◆ **Exercise brief**
Can you put every line of the data below into a Markdown table with the columns "Row" and "Line", numbering the rows in order and skipping blank lines?

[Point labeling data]
>>

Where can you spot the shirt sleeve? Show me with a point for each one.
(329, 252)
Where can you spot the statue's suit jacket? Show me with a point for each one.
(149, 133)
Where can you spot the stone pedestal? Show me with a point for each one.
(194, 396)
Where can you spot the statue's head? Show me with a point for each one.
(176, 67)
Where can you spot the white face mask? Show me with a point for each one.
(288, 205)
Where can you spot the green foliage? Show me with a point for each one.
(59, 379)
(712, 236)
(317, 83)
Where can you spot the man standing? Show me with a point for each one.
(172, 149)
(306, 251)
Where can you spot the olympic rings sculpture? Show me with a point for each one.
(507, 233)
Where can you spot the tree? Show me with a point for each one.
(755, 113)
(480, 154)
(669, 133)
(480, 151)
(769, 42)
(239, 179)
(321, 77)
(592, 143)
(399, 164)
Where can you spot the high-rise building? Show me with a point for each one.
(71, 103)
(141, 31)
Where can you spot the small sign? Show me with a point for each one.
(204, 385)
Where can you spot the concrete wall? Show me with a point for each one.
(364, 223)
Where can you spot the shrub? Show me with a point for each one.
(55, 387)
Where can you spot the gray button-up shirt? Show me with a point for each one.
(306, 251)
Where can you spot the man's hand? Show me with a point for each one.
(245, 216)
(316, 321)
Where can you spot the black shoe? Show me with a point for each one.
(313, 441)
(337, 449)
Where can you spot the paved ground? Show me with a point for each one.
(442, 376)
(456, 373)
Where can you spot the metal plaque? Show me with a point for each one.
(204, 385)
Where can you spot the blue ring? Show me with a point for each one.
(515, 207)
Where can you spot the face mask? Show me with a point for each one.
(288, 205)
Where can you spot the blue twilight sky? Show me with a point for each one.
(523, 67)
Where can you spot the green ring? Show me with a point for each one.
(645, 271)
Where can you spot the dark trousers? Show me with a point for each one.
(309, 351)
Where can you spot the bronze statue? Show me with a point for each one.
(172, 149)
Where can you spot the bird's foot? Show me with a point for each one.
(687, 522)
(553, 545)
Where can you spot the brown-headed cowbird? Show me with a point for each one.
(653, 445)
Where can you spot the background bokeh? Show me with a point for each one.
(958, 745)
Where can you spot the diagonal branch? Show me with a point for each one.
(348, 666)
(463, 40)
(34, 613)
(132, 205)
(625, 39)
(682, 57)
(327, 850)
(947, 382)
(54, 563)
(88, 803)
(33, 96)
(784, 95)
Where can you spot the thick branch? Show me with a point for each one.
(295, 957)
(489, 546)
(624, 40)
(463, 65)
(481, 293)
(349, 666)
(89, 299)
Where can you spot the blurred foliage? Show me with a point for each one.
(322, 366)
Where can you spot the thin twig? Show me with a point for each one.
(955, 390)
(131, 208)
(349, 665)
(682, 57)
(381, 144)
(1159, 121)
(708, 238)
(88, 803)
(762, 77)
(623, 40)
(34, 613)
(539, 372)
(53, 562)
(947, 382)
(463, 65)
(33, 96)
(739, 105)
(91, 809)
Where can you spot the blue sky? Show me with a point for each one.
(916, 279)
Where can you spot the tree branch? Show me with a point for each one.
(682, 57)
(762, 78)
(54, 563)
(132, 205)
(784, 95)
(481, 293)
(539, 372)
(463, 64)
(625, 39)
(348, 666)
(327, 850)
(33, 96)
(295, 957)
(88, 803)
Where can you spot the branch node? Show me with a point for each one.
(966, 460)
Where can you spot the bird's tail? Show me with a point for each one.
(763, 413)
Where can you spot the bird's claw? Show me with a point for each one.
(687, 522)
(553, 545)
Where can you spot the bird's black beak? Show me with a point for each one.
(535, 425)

<<

◆ **Solution for this exercise**
| Row | Line |
|---|---|
| 1 | Where can you spot the shirt sleeve? Show me with a point for each one. |
| 2 | (329, 252) |
| 3 | Where can you spot the statue's suit jacket? Show me with a point for each one. |
| 4 | (149, 133) |
| 5 | Where can you spot the stone pedestal? Show me with a point for each one. |
| 6 | (194, 396) |
| 7 | Where can you spot the statue's head? Show me with a point for each one. |
| 8 | (176, 67) |
| 9 | Where can you spot the white face mask? Show me with a point for each one. |
| 10 | (288, 205) |
| 11 | Where can you spot the green foliage? Show me with a point for each one. |
| 12 | (59, 379) |
| 13 | (712, 236) |
| 14 | (317, 83) |
| 15 | Where can you spot the man standing? Show me with a point for each one. |
| 16 | (172, 149) |
| 17 | (306, 251) |
| 18 | Where can you spot the olympic rings sculpture? Show me with a point for each one. |
| 19 | (507, 233) |
| 20 | Where can you spot the tree? Show me with a point for each one. |
| 21 | (755, 113) |
| 22 | (480, 154) |
| 23 | (669, 133) |
| 24 | (480, 151) |
| 25 | (769, 42) |
| 26 | (239, 179) |
| 27 | (321, 77) |
| 28 | (592, 143) |
| 29 | (399, 164) |
| 30 | Where can you spot the high-rise building? Show me with a point for each one. |
| 31 | (71, 103) |
| 32 | (141, 31) |
| 33 | Where can you spot the small sign? Show me with a point for each one. |
| 34 | (204, 385) |
| 35 | Where can you spot the concrete wall? Show me with a point for each one. |
| 36 | (364, 223) |
| 37 | Where can you spot the shrub? Show me with a point for each one. |
| 38 | (55, 387) |
| 39 | Where can you spot the gray button-up shirt? Show me with a point for each one. |
| 40 | (306, 251) |
| 41 | Where can you spot the man's hand? Show me with a point for each one. |
| 42 | (245, 216) |
| 43 | (316, 321) |
| 44 | Where can you spot the black shoe? Show me with a point for each one. |
| 45 | (313, 441) |
| 46 | (337, 449) |
| 47 | Where can you spot the paved ground? Show me with a point for each one. |
| 48 | (442, 376) |
| 49 | (456, 373) |
| 50 | Where can you spot the metal plaque? Show me with a point for each one. |
| 51 | (204, 385) |
| 52 | Where can you spot the blue ring? Show me with a point for each one. |
| 53 | (515, 207) |
| 54 | Where can you spot the face mask? Show me with a point for each one. |
| 55 | (288, 205) |
| 56 | Where can you spot the blue twilight sky? Show me with a point for each one. |
| 57 | (523, 67) |
| 58 | Where can you spot the green ring? Show me with a point for each one. |
| 59 | (645, 271) |
| 60 | Where can you spot the dark trousers? Show me with a point for each one. |
| 61 | (309, 351) |
| 62 | Where can you spot the bronze statue? Show me with a point for each one. |
| 63 | (172, 149) |
| 64 | Where can you spot the bird's foot? Show me with a point for each one. |
| 65 | (687, 522) |
| 66 | (553, 545) |
| 67 | Where can you spot the brown-headed cowbird? Show me with a point for each one. |
| 68 | (653, 445) |
| 69 | Where can you spot the background bokeh? Show me with a point for each one. |
| 70 | (958, 745) |
| 71 | Where can you spot the diagonal branch? Show me with a point for each one. |
| 72 | (348, 666) |
| 73 | (463, 40) |
| 74 | (34, 613) |
| 75 | (132, 205) |
| 76 | (625, 39) |
| 77 | (682, 57) |
| 78 | (327, 850) |
| 79 | (947, 382) |
| 80 | (54, 563) |
| 81 | (88, 803) |
| 82 | (33, 96) |
| 83 | (784, 95) |
| 84 | Where can you spot the thick branch? Show me with a point for each one. |
| 85 | (295, 957) |
| 86 | (489, 546) |
| 87 | (624, 40) |
| 88 | (463, 65) |
| 89 | (481, 293) |
| 90 | (349, 666) |
| 91 | (89, 299) |
| 92 | Where can you spot the blurred foliage? Show me with a point for each one. |
| 93 | (322, 366) |
| 94 | Where can you spot the thin twig? Show me with a point for each one. |
| 95 | (955, 390) |
| 96 | (131, 208) |
| 97 | (349, 665) |
| 98 | (682, 57) |
| 99 | (381, 144) |
| 100 | (1159, 121) |
| 101 | (708, 238) |
| 102 | (88, 803) |
| 103 | (762, 77) |
| 104 | (623, 40) |
| 105 | (34, 613) |
| 106 | (539, 372) |
| 107 | (53, 562) |
| 108 | (947, 382) |
| 109 | (463, 65) |
| 110 | (33, 96) |
| 111 | (739, 105) |
| 112 | (91, 809) |
| 113 | Where can you spot the blue sky? Show me with a point for each one. |
| 114 | (916, 279) |
| 115 | Where can you spot the tree branch? Show me with a point for each one. |
| 116 | (682, 57) |
| 117 | (762, 78) |
| 118 | (54, 563) |
| 119 | (132, 205) |
| 120 | (784, 95) |
| 121 | (481, 293) |
| 122 | (539, 372) |
| 123 | (463, 64) |
| 124 | (625, 39) |
| 125 | (348, 666) |
| 126 | (327, 850) |
| 127 | (33, 96) |
| 128 | (295, 957) |
| 129 | (88, 803) |
| 130 | Where can you spot the branch node? Show me with a point for each one. |
| 131 | (966, 460) |
| 132 | Where can you spot the bird's tail? Show me with a point for each one. |
| 133 | (763, 413) |
| 134 | Where can you spot the bird's claw? Show me with a point for each one. |
| 135 | (687, 522) |
| 136 | (553, 545) |
| 137 | Where can you spot the bird's black beak? Show me with a point for each one. |
| 138 | (535, 425) |